■ Extracted data ■
........
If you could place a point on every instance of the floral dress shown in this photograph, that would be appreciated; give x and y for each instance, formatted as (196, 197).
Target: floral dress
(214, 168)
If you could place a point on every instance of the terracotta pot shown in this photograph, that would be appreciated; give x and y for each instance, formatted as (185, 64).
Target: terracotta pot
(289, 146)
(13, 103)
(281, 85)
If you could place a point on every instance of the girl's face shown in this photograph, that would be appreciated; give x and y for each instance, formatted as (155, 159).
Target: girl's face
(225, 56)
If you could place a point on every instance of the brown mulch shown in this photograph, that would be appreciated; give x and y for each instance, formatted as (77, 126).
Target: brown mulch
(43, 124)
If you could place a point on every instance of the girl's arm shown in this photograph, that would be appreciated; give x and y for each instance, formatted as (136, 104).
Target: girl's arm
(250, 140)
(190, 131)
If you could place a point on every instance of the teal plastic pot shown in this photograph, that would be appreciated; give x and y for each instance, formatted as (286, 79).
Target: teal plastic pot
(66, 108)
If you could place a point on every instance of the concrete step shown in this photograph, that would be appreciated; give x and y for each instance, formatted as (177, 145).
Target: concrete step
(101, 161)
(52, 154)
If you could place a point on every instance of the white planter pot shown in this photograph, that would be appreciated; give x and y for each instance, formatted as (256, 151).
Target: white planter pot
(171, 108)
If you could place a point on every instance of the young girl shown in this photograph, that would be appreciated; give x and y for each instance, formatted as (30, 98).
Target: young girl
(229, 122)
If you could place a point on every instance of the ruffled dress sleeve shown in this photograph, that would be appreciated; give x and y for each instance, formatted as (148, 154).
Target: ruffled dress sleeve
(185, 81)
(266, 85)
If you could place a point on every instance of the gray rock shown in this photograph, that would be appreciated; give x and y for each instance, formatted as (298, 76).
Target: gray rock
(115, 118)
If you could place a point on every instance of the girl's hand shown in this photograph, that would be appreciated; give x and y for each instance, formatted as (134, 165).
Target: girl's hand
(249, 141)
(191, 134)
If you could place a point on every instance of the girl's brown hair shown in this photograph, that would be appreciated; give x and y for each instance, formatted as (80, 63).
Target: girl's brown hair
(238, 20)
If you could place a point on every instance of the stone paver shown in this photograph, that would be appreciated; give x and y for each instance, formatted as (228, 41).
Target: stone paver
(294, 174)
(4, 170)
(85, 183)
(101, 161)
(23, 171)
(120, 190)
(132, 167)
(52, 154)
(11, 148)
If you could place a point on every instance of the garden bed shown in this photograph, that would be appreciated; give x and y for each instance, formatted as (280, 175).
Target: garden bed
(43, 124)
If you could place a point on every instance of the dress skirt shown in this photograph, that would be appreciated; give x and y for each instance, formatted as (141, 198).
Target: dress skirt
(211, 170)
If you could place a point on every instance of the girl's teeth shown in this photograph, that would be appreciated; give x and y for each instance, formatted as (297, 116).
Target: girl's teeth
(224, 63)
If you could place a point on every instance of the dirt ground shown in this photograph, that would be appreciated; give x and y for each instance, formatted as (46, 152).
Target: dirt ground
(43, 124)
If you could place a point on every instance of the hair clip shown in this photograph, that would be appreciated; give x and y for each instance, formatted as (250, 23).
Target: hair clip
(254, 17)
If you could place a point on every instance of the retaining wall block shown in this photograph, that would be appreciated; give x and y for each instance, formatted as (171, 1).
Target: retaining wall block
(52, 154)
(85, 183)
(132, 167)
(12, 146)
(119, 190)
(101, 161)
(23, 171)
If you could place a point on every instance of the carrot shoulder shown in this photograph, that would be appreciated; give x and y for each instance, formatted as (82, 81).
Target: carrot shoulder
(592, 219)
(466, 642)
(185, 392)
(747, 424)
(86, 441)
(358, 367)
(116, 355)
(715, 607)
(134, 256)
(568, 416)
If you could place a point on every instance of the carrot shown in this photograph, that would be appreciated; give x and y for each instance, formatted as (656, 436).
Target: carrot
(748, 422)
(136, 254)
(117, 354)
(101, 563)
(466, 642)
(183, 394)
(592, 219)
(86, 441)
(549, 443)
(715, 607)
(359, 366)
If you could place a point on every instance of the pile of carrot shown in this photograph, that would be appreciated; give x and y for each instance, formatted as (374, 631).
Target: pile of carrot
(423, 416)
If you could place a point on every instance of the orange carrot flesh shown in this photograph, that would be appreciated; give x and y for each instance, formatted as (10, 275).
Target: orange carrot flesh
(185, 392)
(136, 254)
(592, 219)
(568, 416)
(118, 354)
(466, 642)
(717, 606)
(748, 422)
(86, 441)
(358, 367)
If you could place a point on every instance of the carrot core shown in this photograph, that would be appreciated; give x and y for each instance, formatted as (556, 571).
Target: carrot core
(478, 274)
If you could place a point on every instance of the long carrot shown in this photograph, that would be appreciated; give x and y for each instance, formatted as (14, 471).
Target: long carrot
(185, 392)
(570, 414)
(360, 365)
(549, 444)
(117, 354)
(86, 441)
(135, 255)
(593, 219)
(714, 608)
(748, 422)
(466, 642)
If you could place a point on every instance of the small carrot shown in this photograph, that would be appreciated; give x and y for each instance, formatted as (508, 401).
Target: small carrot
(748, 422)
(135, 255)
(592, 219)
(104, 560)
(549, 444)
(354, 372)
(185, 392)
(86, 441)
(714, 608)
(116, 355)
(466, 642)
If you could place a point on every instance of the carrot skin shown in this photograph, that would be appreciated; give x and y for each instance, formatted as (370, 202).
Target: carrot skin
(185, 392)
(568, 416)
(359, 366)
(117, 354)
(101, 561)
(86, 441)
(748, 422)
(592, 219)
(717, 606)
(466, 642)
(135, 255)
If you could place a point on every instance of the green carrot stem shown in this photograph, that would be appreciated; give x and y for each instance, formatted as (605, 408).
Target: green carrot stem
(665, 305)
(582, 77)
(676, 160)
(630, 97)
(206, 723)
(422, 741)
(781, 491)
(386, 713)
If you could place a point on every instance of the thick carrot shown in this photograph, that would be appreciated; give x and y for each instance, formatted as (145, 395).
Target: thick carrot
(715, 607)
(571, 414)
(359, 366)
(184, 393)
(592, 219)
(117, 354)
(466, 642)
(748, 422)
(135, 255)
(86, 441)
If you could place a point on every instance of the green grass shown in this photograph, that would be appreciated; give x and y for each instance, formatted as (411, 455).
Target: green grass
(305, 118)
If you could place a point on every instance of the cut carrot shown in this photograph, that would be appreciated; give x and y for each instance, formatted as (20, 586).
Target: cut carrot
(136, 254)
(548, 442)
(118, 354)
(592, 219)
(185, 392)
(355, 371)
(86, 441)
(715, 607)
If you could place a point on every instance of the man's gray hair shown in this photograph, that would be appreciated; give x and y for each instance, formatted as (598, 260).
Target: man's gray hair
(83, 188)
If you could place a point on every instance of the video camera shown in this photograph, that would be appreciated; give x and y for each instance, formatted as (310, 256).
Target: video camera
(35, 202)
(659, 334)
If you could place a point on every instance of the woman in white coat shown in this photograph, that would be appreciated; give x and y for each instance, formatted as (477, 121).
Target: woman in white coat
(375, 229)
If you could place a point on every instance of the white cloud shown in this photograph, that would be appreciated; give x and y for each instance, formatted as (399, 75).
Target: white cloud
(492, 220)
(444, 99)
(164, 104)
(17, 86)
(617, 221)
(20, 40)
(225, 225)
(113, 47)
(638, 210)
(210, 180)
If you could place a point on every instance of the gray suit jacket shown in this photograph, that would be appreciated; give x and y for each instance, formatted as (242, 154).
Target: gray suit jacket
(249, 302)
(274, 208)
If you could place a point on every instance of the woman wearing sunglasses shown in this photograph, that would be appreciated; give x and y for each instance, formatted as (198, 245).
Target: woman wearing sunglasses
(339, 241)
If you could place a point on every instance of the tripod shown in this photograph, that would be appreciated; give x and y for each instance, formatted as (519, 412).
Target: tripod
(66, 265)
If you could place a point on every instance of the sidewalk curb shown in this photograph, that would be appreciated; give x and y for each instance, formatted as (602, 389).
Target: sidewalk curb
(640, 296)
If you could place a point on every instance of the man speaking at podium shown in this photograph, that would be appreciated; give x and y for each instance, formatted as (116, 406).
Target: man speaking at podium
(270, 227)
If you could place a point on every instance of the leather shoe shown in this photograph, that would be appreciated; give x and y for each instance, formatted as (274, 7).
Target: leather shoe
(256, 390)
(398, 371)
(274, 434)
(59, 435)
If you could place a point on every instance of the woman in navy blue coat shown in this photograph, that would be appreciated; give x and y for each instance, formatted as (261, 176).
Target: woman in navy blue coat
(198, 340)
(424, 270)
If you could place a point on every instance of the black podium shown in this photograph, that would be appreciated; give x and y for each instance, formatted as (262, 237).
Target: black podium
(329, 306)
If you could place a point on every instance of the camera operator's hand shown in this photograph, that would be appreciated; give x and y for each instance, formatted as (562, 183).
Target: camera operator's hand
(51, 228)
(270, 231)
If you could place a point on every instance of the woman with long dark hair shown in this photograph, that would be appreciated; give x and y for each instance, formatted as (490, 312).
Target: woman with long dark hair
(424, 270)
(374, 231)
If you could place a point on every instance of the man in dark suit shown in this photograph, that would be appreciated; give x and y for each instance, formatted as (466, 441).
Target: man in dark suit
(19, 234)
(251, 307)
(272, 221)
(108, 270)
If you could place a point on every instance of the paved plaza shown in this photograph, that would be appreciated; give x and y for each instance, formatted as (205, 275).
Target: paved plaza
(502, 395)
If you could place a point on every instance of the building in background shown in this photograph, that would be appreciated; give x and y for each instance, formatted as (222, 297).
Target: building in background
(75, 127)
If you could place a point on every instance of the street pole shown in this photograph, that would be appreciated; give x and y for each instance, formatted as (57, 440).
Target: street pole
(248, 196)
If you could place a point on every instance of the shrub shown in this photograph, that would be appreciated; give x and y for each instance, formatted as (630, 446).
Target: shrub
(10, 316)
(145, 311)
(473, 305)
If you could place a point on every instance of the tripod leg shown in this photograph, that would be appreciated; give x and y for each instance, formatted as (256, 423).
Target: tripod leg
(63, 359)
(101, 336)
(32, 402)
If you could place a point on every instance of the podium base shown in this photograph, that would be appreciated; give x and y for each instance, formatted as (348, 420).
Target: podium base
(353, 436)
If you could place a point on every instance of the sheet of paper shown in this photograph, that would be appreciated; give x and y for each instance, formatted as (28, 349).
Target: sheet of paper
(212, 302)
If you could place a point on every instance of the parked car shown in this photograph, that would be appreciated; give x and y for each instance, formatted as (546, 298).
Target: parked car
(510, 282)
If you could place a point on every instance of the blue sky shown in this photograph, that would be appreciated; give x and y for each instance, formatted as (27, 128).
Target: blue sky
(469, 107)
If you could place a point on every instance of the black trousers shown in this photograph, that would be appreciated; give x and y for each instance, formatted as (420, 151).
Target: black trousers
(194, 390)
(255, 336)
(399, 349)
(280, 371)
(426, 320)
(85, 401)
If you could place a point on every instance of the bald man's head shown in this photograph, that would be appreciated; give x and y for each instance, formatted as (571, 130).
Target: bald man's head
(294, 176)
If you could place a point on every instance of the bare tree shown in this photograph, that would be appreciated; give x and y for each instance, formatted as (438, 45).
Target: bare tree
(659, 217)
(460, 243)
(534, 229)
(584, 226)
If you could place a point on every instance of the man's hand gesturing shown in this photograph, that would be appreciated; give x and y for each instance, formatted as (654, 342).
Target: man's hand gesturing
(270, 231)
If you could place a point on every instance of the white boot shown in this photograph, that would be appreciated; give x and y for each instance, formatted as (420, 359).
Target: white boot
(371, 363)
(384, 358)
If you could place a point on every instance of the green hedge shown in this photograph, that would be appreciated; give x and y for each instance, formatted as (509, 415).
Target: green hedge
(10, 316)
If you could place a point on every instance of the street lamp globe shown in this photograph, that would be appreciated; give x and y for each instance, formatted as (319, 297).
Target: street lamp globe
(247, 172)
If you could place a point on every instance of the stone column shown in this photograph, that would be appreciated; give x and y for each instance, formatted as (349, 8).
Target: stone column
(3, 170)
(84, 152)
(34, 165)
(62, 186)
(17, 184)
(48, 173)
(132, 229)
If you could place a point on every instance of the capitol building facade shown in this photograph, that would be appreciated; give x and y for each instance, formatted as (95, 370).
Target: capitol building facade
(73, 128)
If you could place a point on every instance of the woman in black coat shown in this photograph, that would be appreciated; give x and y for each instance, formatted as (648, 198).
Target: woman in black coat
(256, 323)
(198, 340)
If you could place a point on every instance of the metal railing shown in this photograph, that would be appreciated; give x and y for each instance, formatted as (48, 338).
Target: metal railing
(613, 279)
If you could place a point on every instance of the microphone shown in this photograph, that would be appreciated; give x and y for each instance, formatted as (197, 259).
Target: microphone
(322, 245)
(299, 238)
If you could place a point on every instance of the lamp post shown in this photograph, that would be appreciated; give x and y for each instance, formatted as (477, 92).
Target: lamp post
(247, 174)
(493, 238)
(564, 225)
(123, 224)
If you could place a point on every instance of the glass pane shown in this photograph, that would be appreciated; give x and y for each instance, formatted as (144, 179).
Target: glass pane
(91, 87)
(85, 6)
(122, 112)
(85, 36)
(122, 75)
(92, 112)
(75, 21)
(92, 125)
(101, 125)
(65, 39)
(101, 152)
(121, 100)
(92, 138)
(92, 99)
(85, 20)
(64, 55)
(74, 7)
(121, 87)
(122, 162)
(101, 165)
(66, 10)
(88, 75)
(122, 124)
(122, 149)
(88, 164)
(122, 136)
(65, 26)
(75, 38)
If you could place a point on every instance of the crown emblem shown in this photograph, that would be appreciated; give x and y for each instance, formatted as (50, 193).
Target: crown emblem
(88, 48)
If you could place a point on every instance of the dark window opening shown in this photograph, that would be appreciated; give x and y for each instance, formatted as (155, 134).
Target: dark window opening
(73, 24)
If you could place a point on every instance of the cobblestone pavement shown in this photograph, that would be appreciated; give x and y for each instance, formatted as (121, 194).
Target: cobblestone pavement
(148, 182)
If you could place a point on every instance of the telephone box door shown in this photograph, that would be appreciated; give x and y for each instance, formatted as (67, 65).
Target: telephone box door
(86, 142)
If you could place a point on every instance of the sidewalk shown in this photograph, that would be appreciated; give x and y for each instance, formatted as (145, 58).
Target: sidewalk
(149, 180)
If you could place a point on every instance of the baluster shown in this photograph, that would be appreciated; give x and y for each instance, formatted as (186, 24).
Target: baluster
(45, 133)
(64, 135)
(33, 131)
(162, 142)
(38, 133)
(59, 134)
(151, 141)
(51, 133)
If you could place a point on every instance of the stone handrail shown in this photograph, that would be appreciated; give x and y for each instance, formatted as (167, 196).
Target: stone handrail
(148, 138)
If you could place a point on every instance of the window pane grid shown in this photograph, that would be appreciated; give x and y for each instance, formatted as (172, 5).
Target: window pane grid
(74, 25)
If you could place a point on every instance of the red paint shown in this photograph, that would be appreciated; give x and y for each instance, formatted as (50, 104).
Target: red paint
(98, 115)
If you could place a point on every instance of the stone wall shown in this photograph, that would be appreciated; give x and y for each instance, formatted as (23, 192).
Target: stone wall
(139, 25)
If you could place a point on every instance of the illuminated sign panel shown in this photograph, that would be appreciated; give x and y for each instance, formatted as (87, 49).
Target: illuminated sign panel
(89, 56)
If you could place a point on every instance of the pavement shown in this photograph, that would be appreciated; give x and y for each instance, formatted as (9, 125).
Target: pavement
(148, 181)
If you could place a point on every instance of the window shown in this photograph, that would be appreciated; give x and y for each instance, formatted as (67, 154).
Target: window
........
■ Problem statement ■
Beginning with the line above that contains "Target: concrete step", copy each line exactly up to and including the line that contains "as (148, 154).", and go no further.

■ Answer section ■
Target: concrete step
(101, 161)
(52, 154)
If you could place a point on every instance of the white planter pot shown in this photograph, that would be appreciated; give x and y for each instance, formatted as (256, 151).
Target: white planter pot
(171, 108)
If you could place a point on every instance of the young girl shown in this photograph, that would be appreciated; give x and y for each instance, formatted as (30, 98).
Target: young girl
(229, 122)
If you could place a point on every instance of the ruffled dress sleeve shown in this photograph, that would be appreciated; give x and y for each instance, formatted as (148, 154).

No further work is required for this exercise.